### [Task statement]
Only the text carries over: repeat the records exactly and drop the images.

(Point-per-instance localization data)
**********

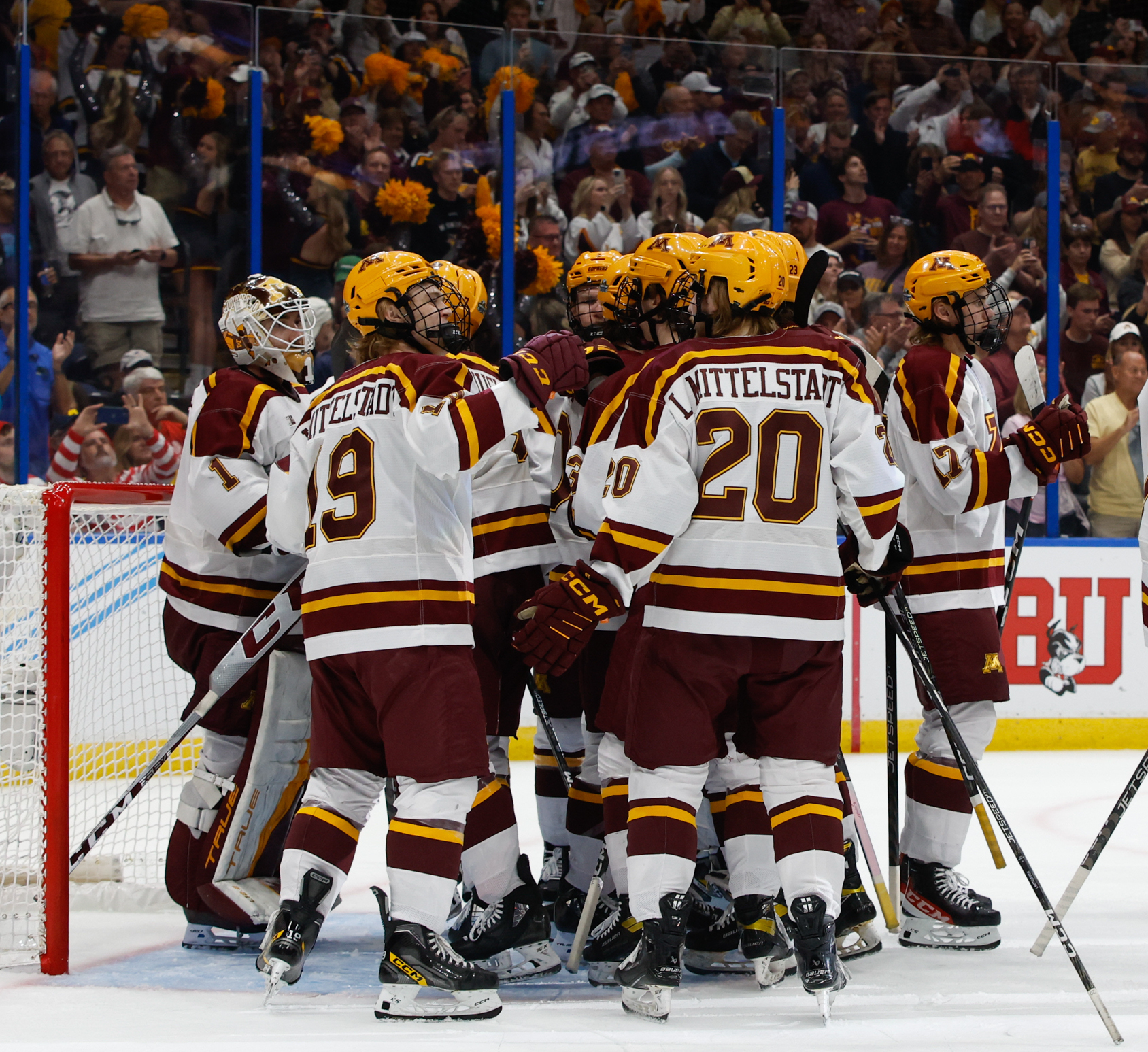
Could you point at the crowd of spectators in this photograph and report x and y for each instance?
(911, 126)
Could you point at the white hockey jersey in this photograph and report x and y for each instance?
(943, 428)
(377, 494)
(218, 568)
(734, 461)
(510, 488)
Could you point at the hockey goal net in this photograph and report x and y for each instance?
(88, 693)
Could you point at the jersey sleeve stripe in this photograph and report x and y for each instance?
(250, 530)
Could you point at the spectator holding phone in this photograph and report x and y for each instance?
(118, 240)
(88, 452)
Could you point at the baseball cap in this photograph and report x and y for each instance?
(803, 210)
(737, 178)
(1124, 328)
(345, 265)
(135, 358)
(698, 82)
(1100, 121)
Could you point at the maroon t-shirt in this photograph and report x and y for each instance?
(1079, 361)
(837, 218)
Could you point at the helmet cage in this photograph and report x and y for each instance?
(253, 328)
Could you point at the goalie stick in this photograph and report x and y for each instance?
(540, 711)
(267, 630)
(868, 850)
(594, 893)
(967, 760)
(1098, 845)
(975, 796)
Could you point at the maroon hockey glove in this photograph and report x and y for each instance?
(562, 617)
(871, 587)
(555, 361)
(1054, 437)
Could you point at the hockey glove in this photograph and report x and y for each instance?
(555, 361)
(1054, 437)
(562, 617)
(871, 587)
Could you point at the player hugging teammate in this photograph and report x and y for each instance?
(680, 468)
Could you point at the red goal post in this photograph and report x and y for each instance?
(88, 693)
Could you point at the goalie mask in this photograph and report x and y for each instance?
(962, 280)
(269, 323)
(428, 305)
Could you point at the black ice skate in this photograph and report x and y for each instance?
(939, 910)
(762, 940)
(208, 932)
(417, 960)
(717, 949)
(510, 936)
(651, 972)
(857, 935)
(556, 860)
(822, 973)
(567, 913)
(611, 945)
(292, 934)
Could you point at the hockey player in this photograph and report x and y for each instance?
(640, 317)
(377, 496)
(220, 572)
(944, 433)
(735, 458)
(564, 702)
(504, 926)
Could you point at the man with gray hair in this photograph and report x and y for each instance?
(707, 167)
(118, 241)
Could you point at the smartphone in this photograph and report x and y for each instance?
(112, 417)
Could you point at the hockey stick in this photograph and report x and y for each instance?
(962, 750)
(540, 711)
(269, 627)
(1098, 845)
(868, 850)
(892, 787)
(975, 796)
(594, 893)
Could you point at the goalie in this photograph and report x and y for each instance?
(218, 573)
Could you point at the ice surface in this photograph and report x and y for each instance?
(132, 985)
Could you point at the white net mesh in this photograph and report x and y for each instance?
(21, 724)
(125, 698)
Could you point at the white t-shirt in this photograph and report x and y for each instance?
(123, 293)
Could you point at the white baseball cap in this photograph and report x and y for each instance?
(698, 82)
(1124, 328)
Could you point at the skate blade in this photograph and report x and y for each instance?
(651, 1003)
(859, 941)
(401, 1002)
(769, 972)
(275, 972)
(715, 963)
(601, 973)
(923, 932)
(533, 960)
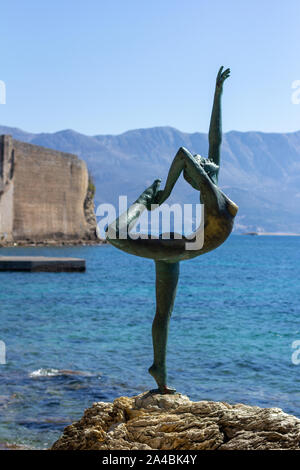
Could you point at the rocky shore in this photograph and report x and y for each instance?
(168, 422)
(46, 243)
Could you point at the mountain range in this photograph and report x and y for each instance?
(259, 171)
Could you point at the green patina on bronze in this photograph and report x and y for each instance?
(219, 212)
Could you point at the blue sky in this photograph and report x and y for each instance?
(103, 67)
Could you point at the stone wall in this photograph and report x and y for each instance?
(42, 194)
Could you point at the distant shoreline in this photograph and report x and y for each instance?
(272, 234)
(52, 243)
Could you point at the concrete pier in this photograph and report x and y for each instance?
(41, 263)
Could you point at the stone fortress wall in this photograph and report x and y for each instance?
(44, 194)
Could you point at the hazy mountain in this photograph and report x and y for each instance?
(260, 171)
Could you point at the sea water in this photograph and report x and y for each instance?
(76, 338)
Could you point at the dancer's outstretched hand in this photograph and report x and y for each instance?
(221, 77)
(148, 197)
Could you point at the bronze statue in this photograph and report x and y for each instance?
(219, 213)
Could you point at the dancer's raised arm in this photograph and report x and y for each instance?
(215, 128)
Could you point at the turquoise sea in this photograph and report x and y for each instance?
(76, 338)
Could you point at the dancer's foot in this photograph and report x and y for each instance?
(163, 391)
(159, 375)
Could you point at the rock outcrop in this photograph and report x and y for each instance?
(168, 422)
(44, 194)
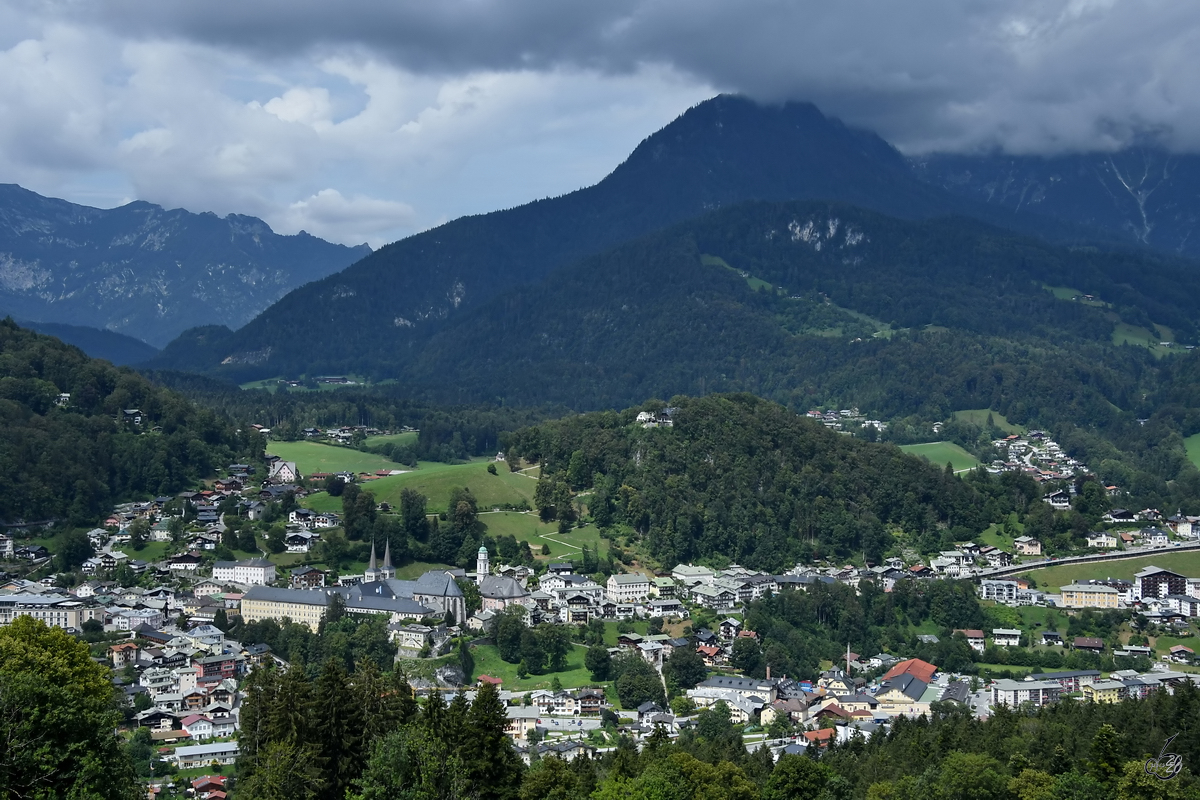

**********

### [Finished task]
Could you point at the crowd of spectators in this photograph and report x and y for each instance?
(911, 126)
Could you point at the white hockey jersey in this photograph and report x and y for each instance?
(943, 428)
(377, 494)
(218, 568)
(734, 461)
(510, 488)
Could you point at the hockey goal net in this photograph and report x and y for each instance?
(88, 693)
Could you point at the jersey sleeve stripe in this photograph and report x and y for each instance?
(250, 530)
Could you point at the spectator holding phone in this photograph and report x and y for each instance?
(118, 240)
(88, 452)
Could you point at the baseball cap in this photograph and report x and y for each instance?
(803, 210)
(737, 178)
(1124, 328)
(345, 265)
(135, 358)
(698, 82)
(1100, 121)
Could you point at the maroon t-shirt in this photograph and report x and y for each instance?
(1079, 361)
(837, 218)
Could you point at the helmet cage in this photograph and report x and y for each instance?
(253, 328)
Could you point at the goalie stick in this photograph and report x and y for each instance?
(540, 711)
(267, 630)
(868, 850)
(594, 893)
(967, 760)
(1098, 845)
(975, 796)
Could you point at the maroon hockey glove in this photograph and report x and y for each instance?
(562, 617)
(871, 587)
(555, 361)
(1054, 437)
Could you point at the hockey glove in this photograph and report x and y for each instance?
(555, 361)
(1054, 437)
(562, 617)
(871, 587)
Could you point at the player hugging teammate in this photograph and report x and y for each instance?
(680, 468)
Could you point at the red goal post in this photograph and report x and y for each instance?
(88, 693)
Could you point at the goalie mask in this photograph and report x and y for each instance?
(962, 280)
(269, 323)
(428, 305)
Could you point at the black ice skate in this photograph and report x and y for each instance?
(939, 910)
(762, 940)
(208, 932)
(417, 960)
(717, 949)
(510, 936)
(651, 972)
(857, 935)
(556, 860)
(822, 973)
(567, 913)
(611, 945)
(292, 934)
Could you point at the hockey player in this photograph and report x and y for each instance?
(640, 317)
(377, 496)
(220, 572)
(944, 433)
(735, 458)
(564, 702)
(504, 926)
Could you point at the man with gray hair in this photograph and report x and y for each instance?
(707, 167)
(118, 241)
Could you point at the smartphone in this photograph and report x and y for each instance?
(112, 417)
Could you point at the hockey stick in this photograph and report x and y for each instance?
(962, 750)
(540, 711)
(269, 627)
(1098, 845)
(868, 850)
(892, 787)
(975, 796)
(594, 893)
Could you point at the goalie in this photograph and report x and y for each instance?
(218, 573)
Could you point at the ice surface in this photograph and report x and y for each instance?
(132, 985)
Could you point at the white net mesh in this photograph and report x and y for each instance?
(21, 724)
(125, 698)
Could you point at the white t-shirt in this photograph and report x and y for each instance?
(123, 293)
Could you point at the white baseball cap in this photograph and report x and y for each instance?
(698, 82)
(1124, 328)
Could you point at the skate blade in this photograph and report x and y for each instance?
(651, 1003)
(859, 941)
(401, 1002)
(769, 972)
(275, 972)
(715, 963)
(601, 973)
(923, 932)
(533, 960)
Could you point at the rocky shore in this photograph and report x and y for each instance?
(168, 422)
(46, 243)
Could you point at the mountain range in this photograph and report x and y for each instance?
(259, 171)
Could you point at the green patina on bronze in this photograph and report x and y for each instance?
(219, 212)
Could you point at the blue sky in this photograph and report x and y for each instance?
(103, 67)
Could you point at the stone wall in this photograph and report x and y for each instance?
(42, 194)
Could you point at the distant shoreline in this photograph and report x and y for each instance?
(272, 234)
(52, 243)
Could you point at the concrete pier in this photograph and report x and y for each instance?
(41, 263)
Could you point at the stone fortress wall in this photograph and report x and y for each instance?
(44, 194)
Could you point at the hazy mountain in this photograph and report x and y for each instance?
(260, 171)
Could you point at the sea water in this photograph and report x and y for each instance?
(76, 338)
Could you point at the dancer's outstretched hand in this photograph and report x and y for each instance?
(221, 77)
(148, 197)
Could you point at the bronze statue in this photograph and report x and y for each instance?
(219, 213)
Could you point at the dancer's raised arm in this photograph and report x and y for each instance?
(215, 128)
Could you point at the turquoise sea in this photograph and report x and y for each instance?
(76, 338)
Could you point at the dancer's foot in this photograph and report x and y for each instance?
(163, 391)
(159, 375)
Could you point at the rock outcrop in this photograph and report x and y for each instance?
(168, 422)
(44, 194)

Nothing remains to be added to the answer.